> **Text section**
=-=-=-=-=

How to identify high-potential young sales talent
As May approaches and thousands of college and university students enter the workforce, you are faced with an amazing opportunity: hiring a rookie that could turn into an all-star.
In professional sports, high draft picks are endlessly analyzed and coveted because of their relatively cheap salaries and high potential. In the business community, we don’t do nearly as much to determine the upside of a rookie. Most employers actually spend considerably less time interviewing and vetting a new graduate than they do a much more seasoned and proven professional.
Our clients tell us that they struggle to know what to look for in a new graduate specifically because of the candidates’ lack of proven work performance. How could they possibly know if the young, bright, well-dressed person in front of them is going to be the future CEO or a complete disaster? For every young person who worked their way up from the mailroom to the boardroom, there are dozens of examples of people who flame out in their first few months.
All hiring has an element of risk. As employers, our job is to minimize that risk through intelligent decision-making. At the Sales Talent Agency, we believe strongly in hiring young employees—more than 50% of our employee base is under 30 years of age. We’re also the founders of The Great Canadian Sales Competition, Canada’s biggest national student competition in 2014/2015. We’ve developed for our clients and ourselves an expertise in how to find, attract, choose and equip young people for long-term employment success.
Here are four critical things you need to consider when analyzing that shiny young prospect.
Drive not ambition
You can train on a lot of things, but you can’t train work ethic. Hiring a young person without a big engine significantly limits your upside. But how do you measure drive? There are a thousand predictive performance assessments on the market that claim to be able to predict drive through a 10-minute online form. But it’s critical that you look not just at potential, but also proof.

=-=-=-=-=

> **Source material**

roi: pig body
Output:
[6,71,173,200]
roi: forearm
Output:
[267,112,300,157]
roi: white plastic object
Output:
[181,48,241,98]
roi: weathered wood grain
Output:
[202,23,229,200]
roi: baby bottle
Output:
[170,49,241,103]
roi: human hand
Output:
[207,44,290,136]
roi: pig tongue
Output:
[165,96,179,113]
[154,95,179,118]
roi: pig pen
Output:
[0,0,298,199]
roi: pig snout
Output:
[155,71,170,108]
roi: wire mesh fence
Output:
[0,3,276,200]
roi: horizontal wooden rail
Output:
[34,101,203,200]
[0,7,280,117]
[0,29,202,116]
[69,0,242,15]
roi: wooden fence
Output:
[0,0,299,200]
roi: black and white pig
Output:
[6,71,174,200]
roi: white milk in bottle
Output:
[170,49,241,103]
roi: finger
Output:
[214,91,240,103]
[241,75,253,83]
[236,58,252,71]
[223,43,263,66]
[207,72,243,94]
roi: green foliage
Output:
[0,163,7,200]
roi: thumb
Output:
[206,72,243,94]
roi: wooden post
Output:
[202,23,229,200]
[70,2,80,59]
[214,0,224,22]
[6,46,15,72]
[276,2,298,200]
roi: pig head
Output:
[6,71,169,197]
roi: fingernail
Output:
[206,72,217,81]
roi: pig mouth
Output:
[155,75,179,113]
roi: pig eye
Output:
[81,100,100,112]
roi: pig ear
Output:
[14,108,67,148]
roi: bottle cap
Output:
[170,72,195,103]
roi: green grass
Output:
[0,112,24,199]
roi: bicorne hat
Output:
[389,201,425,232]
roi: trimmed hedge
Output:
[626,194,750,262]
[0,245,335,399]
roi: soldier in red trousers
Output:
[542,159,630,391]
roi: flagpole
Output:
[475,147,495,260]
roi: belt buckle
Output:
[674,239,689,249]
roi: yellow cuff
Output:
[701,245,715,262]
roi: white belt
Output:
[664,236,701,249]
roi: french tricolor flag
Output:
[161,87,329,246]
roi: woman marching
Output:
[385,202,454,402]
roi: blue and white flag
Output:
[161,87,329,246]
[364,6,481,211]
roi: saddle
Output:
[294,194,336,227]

=-=-=-=-=

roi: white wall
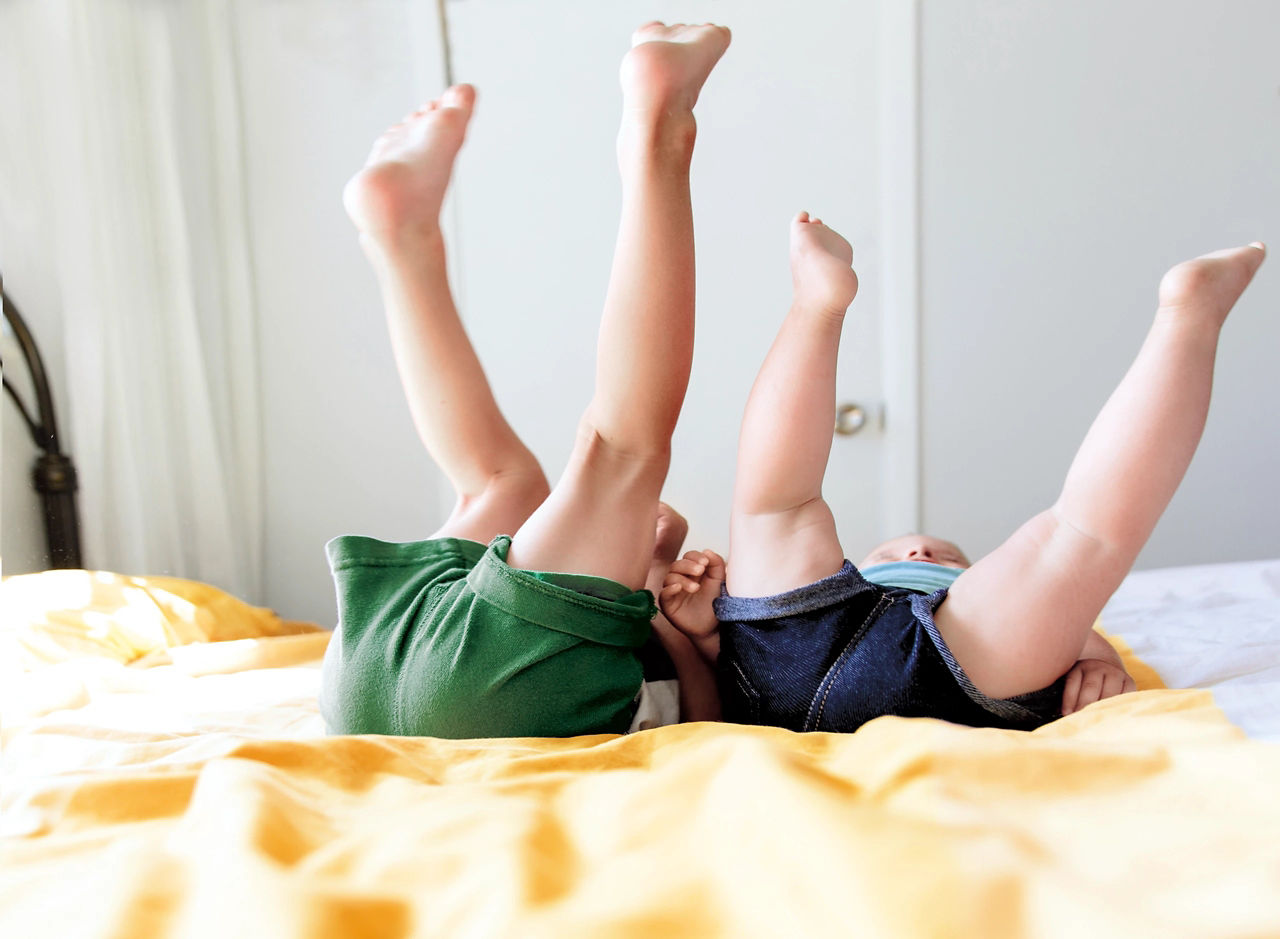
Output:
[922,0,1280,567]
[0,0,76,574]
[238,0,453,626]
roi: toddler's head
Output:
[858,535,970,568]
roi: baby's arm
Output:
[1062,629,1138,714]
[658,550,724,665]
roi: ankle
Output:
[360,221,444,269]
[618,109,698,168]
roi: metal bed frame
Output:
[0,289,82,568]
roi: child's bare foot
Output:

=-=-=-=-=

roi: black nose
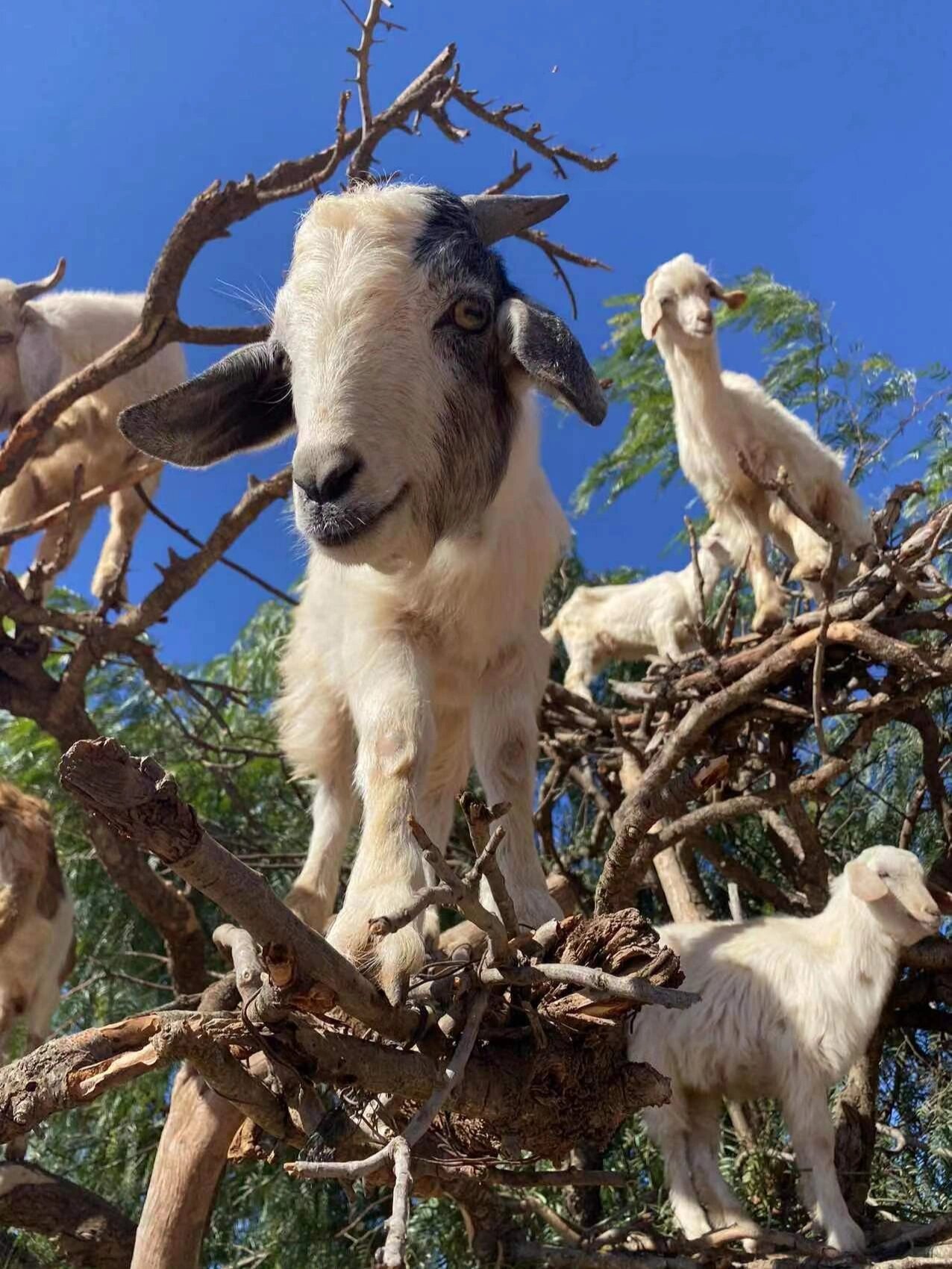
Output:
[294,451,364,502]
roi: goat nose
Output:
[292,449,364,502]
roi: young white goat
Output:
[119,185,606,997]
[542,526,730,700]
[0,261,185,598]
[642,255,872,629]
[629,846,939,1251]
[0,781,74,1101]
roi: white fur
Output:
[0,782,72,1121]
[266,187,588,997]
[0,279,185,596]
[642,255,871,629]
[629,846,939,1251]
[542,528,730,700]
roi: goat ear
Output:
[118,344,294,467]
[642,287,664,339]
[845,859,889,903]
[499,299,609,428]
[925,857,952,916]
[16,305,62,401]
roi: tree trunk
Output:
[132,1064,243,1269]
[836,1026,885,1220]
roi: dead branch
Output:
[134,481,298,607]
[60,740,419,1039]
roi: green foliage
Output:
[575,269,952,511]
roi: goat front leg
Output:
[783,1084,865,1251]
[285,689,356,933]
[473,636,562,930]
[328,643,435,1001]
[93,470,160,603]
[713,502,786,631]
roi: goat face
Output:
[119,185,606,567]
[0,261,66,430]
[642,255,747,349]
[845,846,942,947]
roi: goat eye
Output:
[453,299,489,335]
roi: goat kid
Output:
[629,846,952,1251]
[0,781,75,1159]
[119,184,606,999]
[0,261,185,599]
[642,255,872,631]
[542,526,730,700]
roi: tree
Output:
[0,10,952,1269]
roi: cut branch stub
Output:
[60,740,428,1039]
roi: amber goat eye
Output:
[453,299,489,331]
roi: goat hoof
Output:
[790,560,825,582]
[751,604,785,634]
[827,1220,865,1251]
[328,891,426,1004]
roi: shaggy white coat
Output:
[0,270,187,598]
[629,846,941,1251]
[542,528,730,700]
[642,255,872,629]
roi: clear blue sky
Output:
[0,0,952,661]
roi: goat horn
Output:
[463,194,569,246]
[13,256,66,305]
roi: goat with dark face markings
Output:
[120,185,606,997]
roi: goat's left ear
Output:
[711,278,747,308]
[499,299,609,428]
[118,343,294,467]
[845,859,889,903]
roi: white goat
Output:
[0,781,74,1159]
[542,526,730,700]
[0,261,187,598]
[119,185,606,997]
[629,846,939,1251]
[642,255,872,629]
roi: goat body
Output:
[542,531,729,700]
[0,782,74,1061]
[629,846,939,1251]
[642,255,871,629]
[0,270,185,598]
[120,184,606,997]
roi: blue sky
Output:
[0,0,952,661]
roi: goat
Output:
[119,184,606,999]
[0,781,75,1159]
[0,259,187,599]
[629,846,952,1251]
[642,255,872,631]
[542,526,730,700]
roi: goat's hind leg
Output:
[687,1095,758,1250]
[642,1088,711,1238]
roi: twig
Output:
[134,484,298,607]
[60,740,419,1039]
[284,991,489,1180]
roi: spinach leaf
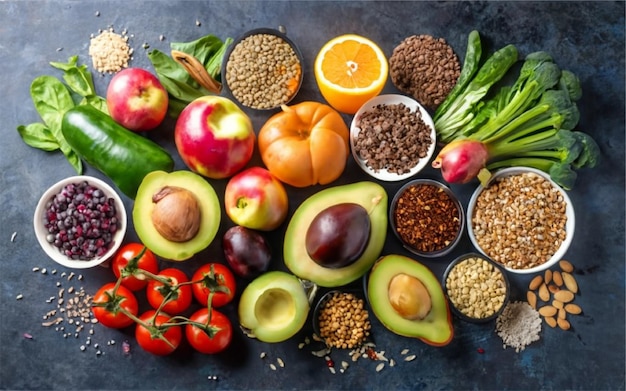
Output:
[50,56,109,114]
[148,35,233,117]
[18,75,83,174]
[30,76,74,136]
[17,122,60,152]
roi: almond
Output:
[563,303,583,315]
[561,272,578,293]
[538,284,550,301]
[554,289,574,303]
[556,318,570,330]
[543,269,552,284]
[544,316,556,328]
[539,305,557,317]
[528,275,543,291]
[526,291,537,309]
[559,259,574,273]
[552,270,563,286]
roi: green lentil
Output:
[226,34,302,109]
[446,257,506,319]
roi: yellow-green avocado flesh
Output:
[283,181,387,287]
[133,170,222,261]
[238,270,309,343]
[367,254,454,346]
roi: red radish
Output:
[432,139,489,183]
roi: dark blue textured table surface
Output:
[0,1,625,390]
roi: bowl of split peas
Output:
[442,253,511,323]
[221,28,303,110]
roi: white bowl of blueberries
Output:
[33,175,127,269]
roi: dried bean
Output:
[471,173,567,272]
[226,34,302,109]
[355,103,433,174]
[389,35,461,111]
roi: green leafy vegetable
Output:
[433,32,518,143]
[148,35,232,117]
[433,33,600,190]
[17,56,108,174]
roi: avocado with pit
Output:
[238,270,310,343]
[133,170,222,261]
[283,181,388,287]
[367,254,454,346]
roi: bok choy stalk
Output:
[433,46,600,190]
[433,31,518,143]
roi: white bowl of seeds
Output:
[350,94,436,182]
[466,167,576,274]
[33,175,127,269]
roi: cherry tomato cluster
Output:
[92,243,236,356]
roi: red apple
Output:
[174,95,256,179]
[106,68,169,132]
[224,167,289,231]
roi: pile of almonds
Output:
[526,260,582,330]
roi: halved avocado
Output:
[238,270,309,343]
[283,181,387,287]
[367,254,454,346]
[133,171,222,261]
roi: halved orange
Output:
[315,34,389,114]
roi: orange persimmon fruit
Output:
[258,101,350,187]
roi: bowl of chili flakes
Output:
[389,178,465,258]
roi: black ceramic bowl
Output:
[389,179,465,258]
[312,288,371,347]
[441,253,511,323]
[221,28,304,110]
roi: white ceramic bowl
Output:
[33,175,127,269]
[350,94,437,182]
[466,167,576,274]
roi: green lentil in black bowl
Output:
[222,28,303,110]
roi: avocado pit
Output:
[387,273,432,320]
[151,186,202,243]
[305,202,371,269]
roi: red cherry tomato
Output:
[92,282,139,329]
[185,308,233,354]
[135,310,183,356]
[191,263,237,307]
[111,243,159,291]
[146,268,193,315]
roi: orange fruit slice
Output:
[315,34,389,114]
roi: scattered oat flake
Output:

=-=-=-=-=

> **Problem**
Continue the article on identifying high-potential young sales talent from the point where it ends.

> **Reply to the task**
Most well educated young people show ambition—they want to be managers, millionaires, and entrepreneurs. Instead of focusing on these bold aspirations, you need to ascertain whether candidates have the work ethic and resiliency to do whatever it takes to achieve their ambitious goals. Here are some questions you need to be asking:
- What age were they when they had their first job, and how long and well did they do it?
- Was the part-time job they chose gritty and demanding (like door-to-door sales), or was it easy and unimpressive (like filing papers at their mom’s law firm)?
- Can they point to a particularly challenging goal that they set for themselves— educational, professional or even athletic—and explain how they dug deep to achieve it?
The right amount of emotional intelligence
While unempathetic people can thrive as entrepreneurs, artists and tyrannical dictators, they make terrible employees. You want people on your team who are going to be thoughtful and pragmatic. These people will follow you and help you improve the rules and processes of your company. They will be a little more patient and considerate of their colleagues, clients, boss and suppliers. They will represent you well because they actually care about how they are perceived!
But it’s possible to go too far the other way when hiring for empathy. While you do not want an employee that wants to win at all costs and will crush everyone internally and externally to do it, you also do not want an overly sympathetic and soft touchy-feely person who breaks at the first sign of adversity.
Here’s how to strike the right balance:
- Don’t look for someone who only wants to win, look for someone who refuses to lose. This may sound like semantics, but you will know the difference when you see it.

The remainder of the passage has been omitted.